Required task — Copy the part of the entries that opens with the line containing "Would you kindly indicate the wooden beam" and closes with the line containing "column 189, row 57", replacing "wooden beam" with "timber beam" and changing nothing else.

[Object point labels]
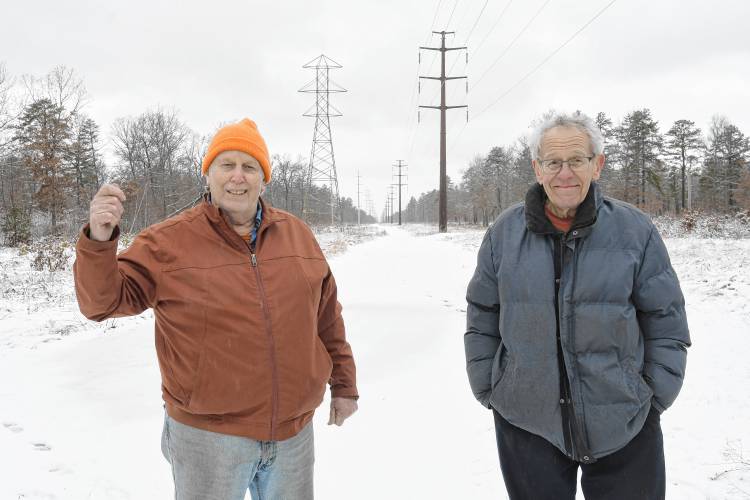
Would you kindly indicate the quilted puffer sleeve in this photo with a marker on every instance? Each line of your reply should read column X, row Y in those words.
column 661, row 314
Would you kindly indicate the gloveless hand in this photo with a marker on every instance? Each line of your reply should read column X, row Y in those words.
column 341, row 409
column 105, row 211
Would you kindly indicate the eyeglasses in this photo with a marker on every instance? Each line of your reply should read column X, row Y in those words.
column 575, row 163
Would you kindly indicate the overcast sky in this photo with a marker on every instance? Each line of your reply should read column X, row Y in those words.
column 221, row 60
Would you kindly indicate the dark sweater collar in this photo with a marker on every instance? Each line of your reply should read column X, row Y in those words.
column 537, row 221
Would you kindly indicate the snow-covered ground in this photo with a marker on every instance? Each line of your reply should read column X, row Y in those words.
column 81, row 415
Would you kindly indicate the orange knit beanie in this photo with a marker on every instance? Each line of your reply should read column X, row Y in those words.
column 242, row 136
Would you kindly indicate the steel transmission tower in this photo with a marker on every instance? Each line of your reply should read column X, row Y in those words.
column 322, row 167
column 443, row 205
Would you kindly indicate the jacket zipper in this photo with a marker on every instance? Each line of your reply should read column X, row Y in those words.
column 575, row 434
column 565, row 399
column 272, row 346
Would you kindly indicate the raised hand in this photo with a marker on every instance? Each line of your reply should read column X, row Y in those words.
column 105, row 212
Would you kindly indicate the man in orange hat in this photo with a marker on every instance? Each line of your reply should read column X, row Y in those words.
column 248, row 326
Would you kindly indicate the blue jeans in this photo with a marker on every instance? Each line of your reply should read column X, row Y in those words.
column 209, row 465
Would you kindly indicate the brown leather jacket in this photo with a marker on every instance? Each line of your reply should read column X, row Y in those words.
column 246, row 342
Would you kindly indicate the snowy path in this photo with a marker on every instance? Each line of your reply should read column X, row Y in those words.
column 81, row 418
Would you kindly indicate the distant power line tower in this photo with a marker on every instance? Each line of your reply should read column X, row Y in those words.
column 322, row 167
column 443, row 200
column 400, row 176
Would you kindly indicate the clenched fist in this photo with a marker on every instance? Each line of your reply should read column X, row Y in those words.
column 105, row 211
column 341, row 409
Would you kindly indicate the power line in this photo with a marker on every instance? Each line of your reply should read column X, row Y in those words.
column 546, row 59
column 477, row 21
column 450, row 18
column 497, row 21
column 536, row 68
column 512, row 42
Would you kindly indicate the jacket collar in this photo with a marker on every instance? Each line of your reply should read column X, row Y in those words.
column 537, row 221
column 214, row 215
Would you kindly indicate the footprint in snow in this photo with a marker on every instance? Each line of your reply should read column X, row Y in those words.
column 13, row 427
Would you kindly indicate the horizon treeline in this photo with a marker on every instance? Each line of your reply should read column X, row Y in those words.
column 52, row 163
column 682, row 168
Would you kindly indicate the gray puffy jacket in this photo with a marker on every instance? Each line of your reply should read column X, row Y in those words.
column 622, row 323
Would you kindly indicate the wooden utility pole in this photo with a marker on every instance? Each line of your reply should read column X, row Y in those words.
column 443, row 203
column 400, row 176
column 359, row 177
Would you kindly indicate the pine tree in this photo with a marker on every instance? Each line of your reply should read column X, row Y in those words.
column 683, row 145
column 42, row 136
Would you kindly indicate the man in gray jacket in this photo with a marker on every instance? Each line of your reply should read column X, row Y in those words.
column 576, row 330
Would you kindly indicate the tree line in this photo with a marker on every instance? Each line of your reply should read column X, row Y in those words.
column 52, row 162
column 681, row 169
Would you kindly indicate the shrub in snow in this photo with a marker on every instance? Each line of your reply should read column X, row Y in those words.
column 700, row 225
column 49, row 254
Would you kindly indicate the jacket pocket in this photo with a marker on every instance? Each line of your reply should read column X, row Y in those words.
column 499, row 365
column 640, row 389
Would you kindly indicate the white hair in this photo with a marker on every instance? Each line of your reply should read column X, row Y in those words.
column 555, row 119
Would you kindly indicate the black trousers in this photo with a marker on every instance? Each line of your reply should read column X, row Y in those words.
column 533, row 469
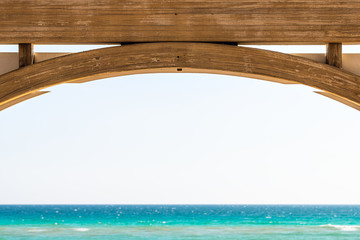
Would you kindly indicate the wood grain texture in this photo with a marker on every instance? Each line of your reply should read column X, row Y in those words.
column 334, row 54
column 114, row 21
column 26, row 54
column 188, row 57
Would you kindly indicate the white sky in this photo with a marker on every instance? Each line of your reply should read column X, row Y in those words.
column 179, row 139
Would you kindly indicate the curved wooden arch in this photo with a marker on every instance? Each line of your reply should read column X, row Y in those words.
column 24, row 83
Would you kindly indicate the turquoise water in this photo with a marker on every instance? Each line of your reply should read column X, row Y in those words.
column 178, row 222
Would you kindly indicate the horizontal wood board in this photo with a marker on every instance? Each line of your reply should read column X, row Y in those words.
column 116, row 21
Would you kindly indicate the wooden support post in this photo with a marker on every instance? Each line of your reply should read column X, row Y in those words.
column 26, row 54
column 334, row 54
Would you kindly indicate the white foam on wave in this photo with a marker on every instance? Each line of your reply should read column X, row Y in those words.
column 81, row 229
column 344, row 227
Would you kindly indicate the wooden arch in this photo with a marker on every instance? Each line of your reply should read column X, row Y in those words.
column 25, row 82
column 179, row 35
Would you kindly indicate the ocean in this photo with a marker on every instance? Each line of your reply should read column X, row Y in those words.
column 108, row 222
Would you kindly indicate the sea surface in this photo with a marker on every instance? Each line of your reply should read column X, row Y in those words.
column 77, row 222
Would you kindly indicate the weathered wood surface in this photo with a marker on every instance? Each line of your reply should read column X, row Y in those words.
column 173, row 57
column 334, row 54
column 114, row 21
column 26, row 54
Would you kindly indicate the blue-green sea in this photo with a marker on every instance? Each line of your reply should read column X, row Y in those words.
column 179, row 222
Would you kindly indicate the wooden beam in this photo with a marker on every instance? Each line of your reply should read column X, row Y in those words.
column 115, row 21
column 334, row 54
column 26, row 54
column 189, row 57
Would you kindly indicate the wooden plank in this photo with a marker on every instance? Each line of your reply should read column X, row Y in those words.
column 114, row 21
column 21, row 99
column 192, row 57
column 334, row 54
column 26, row 54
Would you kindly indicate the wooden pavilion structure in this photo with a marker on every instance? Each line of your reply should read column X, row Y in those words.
column 179, row 36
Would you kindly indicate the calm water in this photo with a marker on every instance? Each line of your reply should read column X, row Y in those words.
column 178, row 222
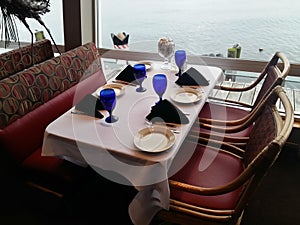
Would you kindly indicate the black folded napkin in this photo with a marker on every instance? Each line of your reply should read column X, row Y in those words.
column 90, row 105
column 127, row 75
column 165, row 111
column 192, row 77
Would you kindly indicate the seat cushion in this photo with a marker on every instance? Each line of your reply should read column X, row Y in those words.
column 221, row 168
column 51, row 172
column 226, row 113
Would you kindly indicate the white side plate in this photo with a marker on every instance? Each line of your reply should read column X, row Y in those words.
column 154, row 139
column 186, row 95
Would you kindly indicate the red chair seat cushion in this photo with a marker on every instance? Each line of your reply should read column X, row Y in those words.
column 222, row 112
column 222, row 169
column 52, row 172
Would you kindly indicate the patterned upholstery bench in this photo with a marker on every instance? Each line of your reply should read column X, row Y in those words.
column 33, row 98
column 19, row 59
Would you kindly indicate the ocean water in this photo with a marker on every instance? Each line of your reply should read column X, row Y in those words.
column 207, row 26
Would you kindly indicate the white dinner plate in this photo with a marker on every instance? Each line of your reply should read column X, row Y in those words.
column 186, row 95
column 154, row 139
column 147, row 64
column 118, row 88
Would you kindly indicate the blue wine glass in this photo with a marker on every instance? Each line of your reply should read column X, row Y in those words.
column 139, row 72
column 159, row 82
column 108, row 99
column 180, row 58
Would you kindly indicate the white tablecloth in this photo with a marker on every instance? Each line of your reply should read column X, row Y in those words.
column 88, row 141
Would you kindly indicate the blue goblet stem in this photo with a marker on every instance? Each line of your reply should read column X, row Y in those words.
column 139, row 73
column 180, row 58
column 160, row 85
column 108, row 99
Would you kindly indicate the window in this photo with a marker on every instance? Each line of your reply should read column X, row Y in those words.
column 206, row 27
column 52, row 19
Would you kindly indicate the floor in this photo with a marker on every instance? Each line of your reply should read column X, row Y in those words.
column 276, row 201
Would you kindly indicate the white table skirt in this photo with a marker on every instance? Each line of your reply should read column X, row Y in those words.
column 88, row 141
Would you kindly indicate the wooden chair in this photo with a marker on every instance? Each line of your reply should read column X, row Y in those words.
column 237, row 113
column 234, row 107
column 219, row 193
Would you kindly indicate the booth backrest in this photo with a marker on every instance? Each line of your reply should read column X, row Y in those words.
column 16, row 60
column 33, row 98
column 26, row 90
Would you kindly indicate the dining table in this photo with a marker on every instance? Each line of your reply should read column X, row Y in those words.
column 116, row 150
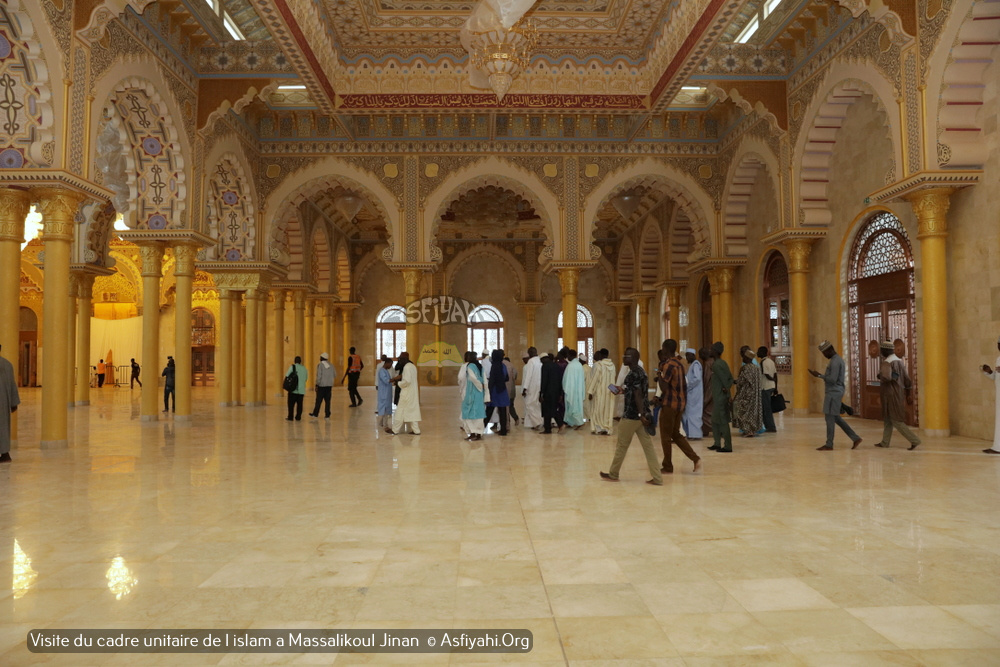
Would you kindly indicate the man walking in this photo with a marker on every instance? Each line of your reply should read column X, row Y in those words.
column 9, row 400
column 352, row 374
column 297, row 395
column 894, row 385
column 135, row 376
column 720, row 384
column 833, row 396
column 635, row 391
column 673, row 400
column 325, row 375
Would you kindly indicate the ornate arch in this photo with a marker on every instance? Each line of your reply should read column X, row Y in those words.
column 231, row 213
column 958, row 86
column 479, row 250
column 752, row 157
column 151, row 157
column 843, row 86
column 499, row 173
column 26, row 91
column 669, row 181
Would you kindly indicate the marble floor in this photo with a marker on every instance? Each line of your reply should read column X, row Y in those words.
column 776, row 555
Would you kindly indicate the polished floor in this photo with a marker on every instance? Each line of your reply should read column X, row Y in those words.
column 776, row 555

Right answer —
Would you kindly indicate the timber beam in this photo with a marker on every instance? Each line of your reply should read column X, row Y in those words.
column 115, row 21
column 334, row 54
column 26, row 54
column 189, row 57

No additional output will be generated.